Problem statement »
Extract each line from the rows below that contains the string "fountain". Treat the match as case-sensitive.

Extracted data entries
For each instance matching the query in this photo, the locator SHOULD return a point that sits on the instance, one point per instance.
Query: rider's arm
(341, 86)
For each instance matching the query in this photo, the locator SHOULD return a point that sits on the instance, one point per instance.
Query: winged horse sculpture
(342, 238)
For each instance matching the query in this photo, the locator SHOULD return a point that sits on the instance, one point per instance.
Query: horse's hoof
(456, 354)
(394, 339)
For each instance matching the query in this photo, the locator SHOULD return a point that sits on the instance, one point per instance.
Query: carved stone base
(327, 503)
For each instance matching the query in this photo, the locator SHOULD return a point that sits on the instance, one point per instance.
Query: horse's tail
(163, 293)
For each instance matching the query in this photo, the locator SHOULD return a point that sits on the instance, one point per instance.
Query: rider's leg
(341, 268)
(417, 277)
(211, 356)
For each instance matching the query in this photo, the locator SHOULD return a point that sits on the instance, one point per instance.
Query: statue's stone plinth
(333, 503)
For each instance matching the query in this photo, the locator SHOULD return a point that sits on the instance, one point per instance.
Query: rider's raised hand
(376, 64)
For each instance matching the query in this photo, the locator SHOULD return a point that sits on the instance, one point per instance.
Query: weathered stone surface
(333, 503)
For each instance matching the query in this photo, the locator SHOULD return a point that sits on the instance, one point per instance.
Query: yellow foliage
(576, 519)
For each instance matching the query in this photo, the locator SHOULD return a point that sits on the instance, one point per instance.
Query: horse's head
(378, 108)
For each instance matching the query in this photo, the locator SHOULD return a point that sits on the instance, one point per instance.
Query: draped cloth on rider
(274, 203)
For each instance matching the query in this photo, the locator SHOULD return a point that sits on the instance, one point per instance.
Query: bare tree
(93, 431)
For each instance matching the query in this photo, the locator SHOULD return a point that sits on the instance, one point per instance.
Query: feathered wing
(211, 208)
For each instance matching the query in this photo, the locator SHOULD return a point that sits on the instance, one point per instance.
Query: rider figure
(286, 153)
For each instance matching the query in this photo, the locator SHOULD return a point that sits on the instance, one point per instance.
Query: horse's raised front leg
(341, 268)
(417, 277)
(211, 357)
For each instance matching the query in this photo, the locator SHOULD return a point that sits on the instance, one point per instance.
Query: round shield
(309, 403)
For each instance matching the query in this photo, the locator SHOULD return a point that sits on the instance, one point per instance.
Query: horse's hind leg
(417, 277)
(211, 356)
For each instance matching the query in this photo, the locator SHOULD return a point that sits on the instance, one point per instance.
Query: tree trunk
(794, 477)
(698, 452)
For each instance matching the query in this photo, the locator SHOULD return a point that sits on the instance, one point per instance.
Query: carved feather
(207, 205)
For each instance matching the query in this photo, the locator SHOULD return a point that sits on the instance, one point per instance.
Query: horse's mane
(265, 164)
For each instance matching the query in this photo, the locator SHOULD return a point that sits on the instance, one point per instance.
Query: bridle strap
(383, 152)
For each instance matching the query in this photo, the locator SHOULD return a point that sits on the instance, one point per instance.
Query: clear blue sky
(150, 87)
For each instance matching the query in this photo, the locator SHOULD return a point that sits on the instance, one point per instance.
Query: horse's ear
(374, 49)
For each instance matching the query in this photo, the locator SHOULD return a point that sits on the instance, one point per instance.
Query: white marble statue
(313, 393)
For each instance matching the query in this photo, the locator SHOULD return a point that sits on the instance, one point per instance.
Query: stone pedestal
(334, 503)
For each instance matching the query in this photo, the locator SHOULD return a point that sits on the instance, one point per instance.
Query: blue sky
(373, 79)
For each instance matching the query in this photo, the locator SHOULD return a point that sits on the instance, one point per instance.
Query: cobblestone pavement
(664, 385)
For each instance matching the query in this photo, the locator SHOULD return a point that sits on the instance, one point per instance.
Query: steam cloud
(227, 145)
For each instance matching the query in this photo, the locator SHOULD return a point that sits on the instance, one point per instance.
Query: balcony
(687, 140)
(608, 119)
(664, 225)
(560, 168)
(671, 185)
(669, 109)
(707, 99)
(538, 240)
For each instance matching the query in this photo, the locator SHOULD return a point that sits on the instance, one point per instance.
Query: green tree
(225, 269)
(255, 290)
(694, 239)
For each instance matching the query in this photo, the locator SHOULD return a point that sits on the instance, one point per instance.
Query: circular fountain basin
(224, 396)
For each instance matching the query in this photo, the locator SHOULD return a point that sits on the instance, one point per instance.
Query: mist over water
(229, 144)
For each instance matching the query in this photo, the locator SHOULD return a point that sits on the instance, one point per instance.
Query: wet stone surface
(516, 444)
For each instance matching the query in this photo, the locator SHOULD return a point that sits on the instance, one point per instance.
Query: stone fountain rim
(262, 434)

Result of the task »
Query: circular fountain basin
Query: stone fountain rim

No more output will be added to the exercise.